* [WHAT YOU SHOULD DO]
In the lesson below on multiplying complex numbers in polar form, set down word for word the stretch from "Multiplication of complex numbers in polar form" through "of these binomials.".
# START OF QUOTED PASSAGE
Difficulty Level: At Grade Created by: CK-12

Learning Objectives

• Determine the quotient theorem of complex numbers in polar form.
• Determine the product theorem of complex numbers in polar form.
• Solve everyday problems that require you to use the product and/or quotient theorem of complex numbers in polar form to obtain the correct solution.

## The Product Theorem

Multiplication of complex numbers in polar form is similar to the multiplication of complex numbers in standard form. However, to determine a general rule for multiplication, the trigonometric functions will be simplified by applying the sum/difference identities for cosine and sine. To obtain a general rule for the multiplication of complex numbers in polar from, let the first number be $r_1(\cos \theta_1 + i \sin \theta_1)$ and the second number be $r_2(\cos \theta_2 + i \sin \theta_2)$. The product can then be simplified by use of three facts: the definition $i^2 = -1$, the sum identity $\cos \alpha \cos \beta - \sin \alpha \sin \beta = \cos(\alpha + \beta)$, and the sum identity $\sin \alpha \cos \beta + \cos \alpha \sin \beta = \sin (\alpha + \beta)$.

Now that the numbers have been designated, proceed with the multiplication of these binomials.
# END OF QUOTED PASSAGE
# START OF LISTED ENTRIES
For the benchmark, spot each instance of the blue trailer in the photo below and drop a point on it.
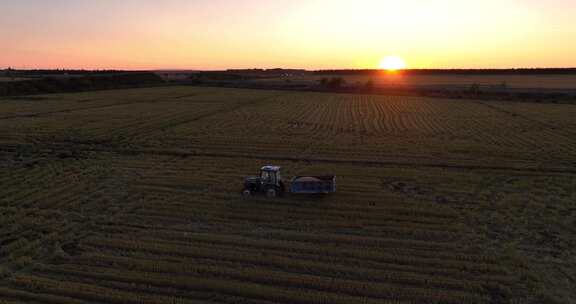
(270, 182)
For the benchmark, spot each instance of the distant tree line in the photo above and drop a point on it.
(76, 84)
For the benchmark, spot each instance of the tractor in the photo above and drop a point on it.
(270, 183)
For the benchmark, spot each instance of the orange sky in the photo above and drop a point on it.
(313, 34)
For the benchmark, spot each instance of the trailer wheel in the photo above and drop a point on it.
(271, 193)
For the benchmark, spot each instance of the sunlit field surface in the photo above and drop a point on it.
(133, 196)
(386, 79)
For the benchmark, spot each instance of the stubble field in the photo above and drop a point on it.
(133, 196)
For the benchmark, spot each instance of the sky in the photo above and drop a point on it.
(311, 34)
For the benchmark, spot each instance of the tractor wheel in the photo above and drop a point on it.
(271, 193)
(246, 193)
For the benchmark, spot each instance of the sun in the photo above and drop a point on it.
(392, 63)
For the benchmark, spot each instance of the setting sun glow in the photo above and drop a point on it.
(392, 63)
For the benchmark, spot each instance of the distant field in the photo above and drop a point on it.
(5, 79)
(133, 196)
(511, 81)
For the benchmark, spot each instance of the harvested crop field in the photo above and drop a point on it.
# END OF LISTED ENTRIES
# START OF LISTED ENTRIES
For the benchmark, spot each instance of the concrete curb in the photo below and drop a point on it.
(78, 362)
# END OF LISTED ENTRIES
# START OF LISTED ENTRIES
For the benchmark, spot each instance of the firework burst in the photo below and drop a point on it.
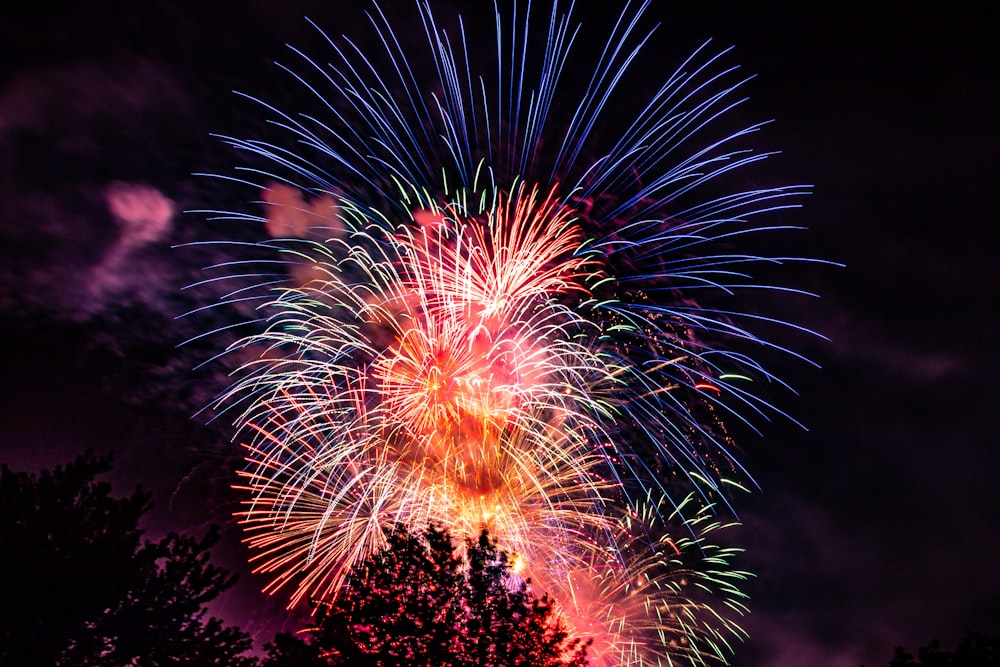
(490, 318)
# END OF LISTED ENTRIES
* [WRITTEN REPLY]
Multiplication of complex numbers in polar form is similar to the multiplication of complex numbers in standard form. However, to determine a general rule for multiplication, the trigonometric functions will be simplified by applying the sum/difference identities for cosine and sine. To obtain a general rule for the multiplication of complex numbers in polar from, let the first number be $r_1(\cos \theta_1 + i \sin \theta_1)$ and the second number be $r_2(\cos \theta_2 + i \sin \theta_2)$. The product can then be simplified by use of three facts: the definition $i^2 = -1$, the sum identity $\cos \alpha \cos \beta - \sin \alpha \sin \beta = \cos(\alpha + \beta)$, and the sum identity $\sin \alpha \cos \beta + \cos \alpha \sin \beta = \sin (\alpha + \beta)$.

Now that the numbers have been designated, proceed with the multiplication of these binomials.